#### [JOB]
Copy out every line of the items below, keeping each one word for word.

#### [DATA IN THIS EXERCISE]
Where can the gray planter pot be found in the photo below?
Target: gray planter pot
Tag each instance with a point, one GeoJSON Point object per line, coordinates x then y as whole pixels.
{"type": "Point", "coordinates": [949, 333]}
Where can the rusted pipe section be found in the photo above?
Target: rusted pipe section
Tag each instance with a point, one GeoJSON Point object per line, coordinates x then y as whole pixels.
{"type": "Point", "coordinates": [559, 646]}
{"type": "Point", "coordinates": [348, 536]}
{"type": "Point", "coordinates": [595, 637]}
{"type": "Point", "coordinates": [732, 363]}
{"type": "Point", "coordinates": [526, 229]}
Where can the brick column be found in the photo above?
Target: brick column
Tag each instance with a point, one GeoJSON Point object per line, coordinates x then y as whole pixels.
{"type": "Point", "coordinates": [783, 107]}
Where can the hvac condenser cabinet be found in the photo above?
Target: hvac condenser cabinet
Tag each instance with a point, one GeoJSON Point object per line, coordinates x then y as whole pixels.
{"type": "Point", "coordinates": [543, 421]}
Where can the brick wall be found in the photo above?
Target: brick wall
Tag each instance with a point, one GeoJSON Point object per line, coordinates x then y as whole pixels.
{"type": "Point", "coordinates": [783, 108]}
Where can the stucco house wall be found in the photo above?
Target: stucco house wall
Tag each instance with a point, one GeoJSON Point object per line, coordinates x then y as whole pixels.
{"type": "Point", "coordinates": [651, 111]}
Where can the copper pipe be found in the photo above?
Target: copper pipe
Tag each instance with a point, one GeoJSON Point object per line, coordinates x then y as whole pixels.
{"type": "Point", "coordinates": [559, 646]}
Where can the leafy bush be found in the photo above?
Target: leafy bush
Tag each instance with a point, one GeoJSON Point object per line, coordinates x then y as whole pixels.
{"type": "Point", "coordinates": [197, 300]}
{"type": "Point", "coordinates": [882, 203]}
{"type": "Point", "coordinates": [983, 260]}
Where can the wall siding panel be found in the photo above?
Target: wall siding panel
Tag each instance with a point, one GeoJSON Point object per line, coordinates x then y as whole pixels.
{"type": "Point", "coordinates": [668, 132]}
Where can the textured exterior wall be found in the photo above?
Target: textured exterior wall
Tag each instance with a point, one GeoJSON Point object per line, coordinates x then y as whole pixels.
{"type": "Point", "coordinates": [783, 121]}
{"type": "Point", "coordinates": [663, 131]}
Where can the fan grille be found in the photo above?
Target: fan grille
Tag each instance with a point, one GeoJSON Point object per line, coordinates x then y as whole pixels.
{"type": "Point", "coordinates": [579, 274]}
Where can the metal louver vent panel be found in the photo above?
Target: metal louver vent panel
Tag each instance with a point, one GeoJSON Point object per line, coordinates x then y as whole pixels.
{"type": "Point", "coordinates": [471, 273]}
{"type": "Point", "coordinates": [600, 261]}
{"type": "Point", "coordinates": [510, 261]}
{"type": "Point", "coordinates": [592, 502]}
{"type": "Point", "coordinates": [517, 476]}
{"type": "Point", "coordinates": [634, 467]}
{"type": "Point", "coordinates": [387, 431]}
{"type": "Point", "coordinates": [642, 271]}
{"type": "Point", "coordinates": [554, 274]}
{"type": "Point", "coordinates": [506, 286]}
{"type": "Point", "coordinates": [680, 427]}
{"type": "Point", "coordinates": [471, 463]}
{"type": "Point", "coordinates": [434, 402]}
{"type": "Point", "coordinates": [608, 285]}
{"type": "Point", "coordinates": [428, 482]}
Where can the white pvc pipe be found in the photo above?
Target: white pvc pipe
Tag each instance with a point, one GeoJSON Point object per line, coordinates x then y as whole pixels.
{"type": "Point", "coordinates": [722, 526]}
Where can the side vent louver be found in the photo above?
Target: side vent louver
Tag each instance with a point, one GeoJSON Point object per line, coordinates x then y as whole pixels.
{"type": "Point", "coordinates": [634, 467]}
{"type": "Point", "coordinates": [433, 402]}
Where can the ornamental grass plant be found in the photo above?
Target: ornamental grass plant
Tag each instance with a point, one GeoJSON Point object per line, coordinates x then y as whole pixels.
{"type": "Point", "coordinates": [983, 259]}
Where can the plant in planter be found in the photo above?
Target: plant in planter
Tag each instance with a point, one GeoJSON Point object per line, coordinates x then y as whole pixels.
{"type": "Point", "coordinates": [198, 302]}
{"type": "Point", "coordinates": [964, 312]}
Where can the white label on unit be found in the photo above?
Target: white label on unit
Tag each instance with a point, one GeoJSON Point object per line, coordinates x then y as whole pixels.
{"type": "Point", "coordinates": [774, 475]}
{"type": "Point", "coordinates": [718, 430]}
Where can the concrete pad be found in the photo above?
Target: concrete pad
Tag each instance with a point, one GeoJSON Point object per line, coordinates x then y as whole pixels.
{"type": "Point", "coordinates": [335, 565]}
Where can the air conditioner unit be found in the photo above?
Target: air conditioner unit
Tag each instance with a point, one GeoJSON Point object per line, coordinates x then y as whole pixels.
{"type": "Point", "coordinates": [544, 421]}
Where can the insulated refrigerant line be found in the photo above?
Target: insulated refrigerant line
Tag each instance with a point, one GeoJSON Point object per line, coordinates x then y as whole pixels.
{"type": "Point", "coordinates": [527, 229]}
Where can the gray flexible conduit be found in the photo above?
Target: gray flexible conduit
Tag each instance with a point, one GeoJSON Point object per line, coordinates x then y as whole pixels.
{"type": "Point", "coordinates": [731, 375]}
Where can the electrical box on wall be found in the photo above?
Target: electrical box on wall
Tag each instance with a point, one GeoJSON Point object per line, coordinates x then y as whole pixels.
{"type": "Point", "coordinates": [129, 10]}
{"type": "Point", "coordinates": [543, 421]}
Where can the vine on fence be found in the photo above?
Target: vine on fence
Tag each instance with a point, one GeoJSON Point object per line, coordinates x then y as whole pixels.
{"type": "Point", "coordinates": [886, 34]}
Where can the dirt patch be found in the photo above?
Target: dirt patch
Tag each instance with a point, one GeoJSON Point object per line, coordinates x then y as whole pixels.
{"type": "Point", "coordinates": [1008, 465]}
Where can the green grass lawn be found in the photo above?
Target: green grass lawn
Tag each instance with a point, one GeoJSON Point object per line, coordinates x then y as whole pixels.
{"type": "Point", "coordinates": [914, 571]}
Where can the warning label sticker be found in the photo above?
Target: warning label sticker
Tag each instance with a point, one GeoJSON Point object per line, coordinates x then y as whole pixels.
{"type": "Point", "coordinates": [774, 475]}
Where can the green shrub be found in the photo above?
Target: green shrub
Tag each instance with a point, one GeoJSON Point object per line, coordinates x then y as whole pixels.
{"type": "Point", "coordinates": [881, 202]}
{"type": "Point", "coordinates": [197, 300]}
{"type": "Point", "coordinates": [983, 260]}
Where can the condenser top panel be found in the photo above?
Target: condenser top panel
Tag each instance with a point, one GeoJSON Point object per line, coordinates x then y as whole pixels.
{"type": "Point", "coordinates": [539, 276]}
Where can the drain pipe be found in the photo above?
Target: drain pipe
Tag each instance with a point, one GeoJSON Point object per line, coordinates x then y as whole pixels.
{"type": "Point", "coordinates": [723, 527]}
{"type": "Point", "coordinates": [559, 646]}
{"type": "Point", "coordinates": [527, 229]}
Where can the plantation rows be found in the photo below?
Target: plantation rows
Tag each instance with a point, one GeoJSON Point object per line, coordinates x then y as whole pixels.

#### [FULL OUTPUT]
Where can the gray planter pot be found in the photo below?
Target: gray planter pot
Tag each instance with a point, one GeoJSON Point object per line, coordinates x then y as whole pixels.
{"type": "Point", "coordinates": [949, 333]}
Where can the rusted pipe section be found in the photo above?
Target: rusted pipe section
Tag each instance with a point, one GeoJSON Point object per line, coordinates x then y as whole pixels.
{"type": "Point", "coordinates": [559, 646]}
{"type": "Point", "coordinates": [348, 536]}
{"type": "Point", "coordinates": [595, 637]}
{"type": "Point", "coordinates": [732, 363]}
{"type": "Point", "coordinates": [526, 229]}
Where can the brick column be found in the photo above?
Target: brick column
Tag each instance with a point, one GeoJSON Point object per line, coordinates x then y as whole pixels.
{"type": "Point", "coordinates": [783, 107]}
Where can the hvac condenser cabinet be found in the photo above?
Target: hvac condenser cabinet
Tag each instance with a point, one GeoJSON Point object per line, coordinates x then y as whole pixels.
{"type": "Point", "coordinates": [543, 421]}
Where can the brick wall be found in the photo above?
Target: brick wall
Tag each instance with a point, one GeoJSON Point object per line, coordinates x then y as whole pixels.
{"type": "Point", "coordinates": [783, 108]}
Where can the stucco house wall be found in the photo above?
Target: stucco house wall
Tag each instance with a point, one GeoJSON Point object per line, coordinates x then y as whole pixels.
{"type": "Point", "coordinates": [651, 111]}
Where can the copper pipe be found in the photo above?
Target: copper pipe
Tag each instance with a point, one GeoJSON Point object per line, coordinates x then y as whole pixels.
{"type": "Point", "coordinates": [559, 646]}
Where can the leafy bush be found in the photo above?
Target: leafy bush
Tag each instance with a point, one GeoJSON Point object per line, coordinates x then y as whole pixels.
{"type": "Point", "coordinates": [197, 300]}
{"type": "Point", "coordinates": [882, 203]}
{"type": "Point", "coordinates": [983, 260]}
Where can the wall siding panel be found in the photo above?
Target: wall siding panel
Tag each instance with a point, one GeoJSON Point object per line, coordinates x then y as whole pixels.
{"type": "Point", "coordinates": [668, 132]}
Where can the textured exterior wall be found in the photo above?
Target: textured exterior wall
Tag each instance with a point, one GeoJSON Point object per line, coordinates x then y as whole pixels.
{"type": "Point", "coordinates": [783, 121]}
{"type": "Point", "coordinates": [663, 131]}
Where can the fan grille be found in the photo above?
Target: fan grille
Tag each instance with a point, one GeoJSON Point object per line, coordinates x then y as whole pixels.
{"type": "Point", "coordinates": [579, 274]}
Where can the metal louver vent panel be found in the photo above?
Target: metal louver vent panel
Tag each instance with a point, one GeoJSON Point object per line, coordinates x then y as whole pixels.
{"type": "Point", "coordinates": [471, 273]}
{"type": "Point", "coordinates": [600, 261]}
{"type": "Point", "coordinates": [510, 261]}
{"type": "Point", "coordinates": [592, 502]}
{"type": "Point", "coordinates": [517, 476]}
{"type": "Point", "coordinates": [634, 467]}
{"type": "Point", "coordinates": [387, 431]}
{"type": "Point", "coordinates": [642, 271]}
{"type": "Point", "coordinates": [554, 274]}
{"type": "Point", "coordinates": [506, 286]}
{"type": "Point", "coordinates": [680, 427]}
{"type": "Point", "coordinates": [471, 463]}
{"type": "Point", "coordinates": [434, 402]}
{"type": "Point", "coordinates": [608, 285]}
{"type": "Point", "coordinates": [428, 482]}
Where can the white pvc pipe be found in the photo above?
Target: white pvc pipe
Tag each instance with a point, one GeoJSON Point object per line, coordinates x then y as whole pixels.
{"type": "Point", "coordinates": [722, 526]}
Where can the side vent louver be found in the photo above?
Target: side vent louver
Tag each instance with a point, one GeoJSON Point object per line, coordinates x then y as whole pixels.
{"type": "Point", "coordinates": [634, 467]}
{"type": "Point", "coordinates": [433, 402]}
Where can the ornamental grass plant be found in the photo above?
Target: ornamental grass plant
Tag each instance with a point, one GeoJSON Point object per line, coordinates x then y as whole pixels.
{"type": "Point", "coordinates": [983, 259]}
Where can the plant in planter be found in the photo above?
Target: plant in planter
Tag each instance with a point, one GeoJSON Point object per line, coordinates x then y as whole pixels.
{"type": "Point", "coordinates": [198, 302]}
{"type": "Point", "coordinates": [964, 312]}
Where can the white label on unit be found in the photo above?
Target: white label on unit
Tag each instance with a point, one GeoJSON Point object per line, coordinates x then y as whole pixels.
{"type": "Point", "coordinates": [774, 475]}
{"type": "Point", "coordinates": [718, 430]}
Where can the concrete pad be found in the photo above?
Target: concrete pad
Tag each instance with a point, one GeoJSON Point object per line, coordinates x then y as whole pixels.
{"type": "Point", "coordinates": [335, 565]}
Where can the air conditioner unit be found in the photo above?
Target: air conditioner unit
Tag each instance with a point, one GeoJSON Point object per line, coordinates x then y as whole pixels.
{"type": "Point", "coordinates": [544, 421]}
Where can the insulated refrigerant line be found in the photo above?
Target: insulated refrigerant line
Tag each instance with a point, one GeoJSON Point object per line, coordinates x then y as whole pixels.
{"type": "Point", "coordinates": [527, 229]}
Where can the gray flexible conduit be found in the photo above?
Target: gray flexible conduit
Tag each instance with a point, one GeoJSON Point object per line, coordinates x then y as whole pixels.
{"type": "Point", "coordinates": [731, 375]}
Where can the electrical box on wall be found in the photo above?
Target: electrical box on wall
Tag each instance with a point, one GeoJSON Point object per line, coordinates x then y as whole pixels.
{"type": "Point", "coordinates": [129, 10]}
{"type": "Point", "coordinates": [543, 421]}
Where can the vine on fence be found in the photo above?
Target: vine on fence
Tag each instance with a point, one GeoJSON Point object per line, coordinates x then y as whole pixels.
{"type": "Point", "coordinates": [886, 34]}
Where can the dirt patch be found in the photo above?
Target: dirt patch
Tag each instance with a point, one GeoJSON Point object per line, coordinates x then y as whole pixels.
{"type": "Point", "coordinates": [1008, 465]}
Where can the green grass lawn be found in the photo above?
Target: green grass lawn
Tag each instance with a point, one GeoJSON Point object per line, coordinates x then y as whole pixels.
{"type": "Point", "coordinates": [914, 571]}
Where can the warning label sticker be found in the photo above?
Target: warning label sticker
Tag each instance with a point, one GeoJSON Point object per line, coordinates x then y as whole pixels.
{"type": "Point", "coordinates": [774, 475]}
Where can the green shrub be found in the photo above?
Target: green shrub
Tag each instance with a point, one GeoJSON Point object per line, coordinates x then y as whole pixels.
{"type": "Point", "coordinates": [881, 202]}
{"type": "Point", "coordinates": [197, 300]}
{"type": "Point", "coordinates": [983, 260]}
Where can the condenser top panel be found in the photo above?
Target: condenser top panel
Tag each instance with a point, one GeoJSON Point object per line, coordinates x then y as whole pixels.
{"type": "Point", "coordinates": [539, 276]}
Where can the drain pipe be found in the photo above?
Target: drain pipe
Tag each instance with a point, one GeoJSON Point object per line, coordinates x then y as whole pixels.
{"type": "Point", "coordinates": [723, 527]}
{"type": "Point", "coordinates": [559, 646]}
{"type": "Point", "coordinates": [527, 229]}
Where can the plantation rows be found in the photo below?
Target: plantation rows
Tag each instance with a point, one GeoJSON Point object per line, coordinates x then y as whole pixels.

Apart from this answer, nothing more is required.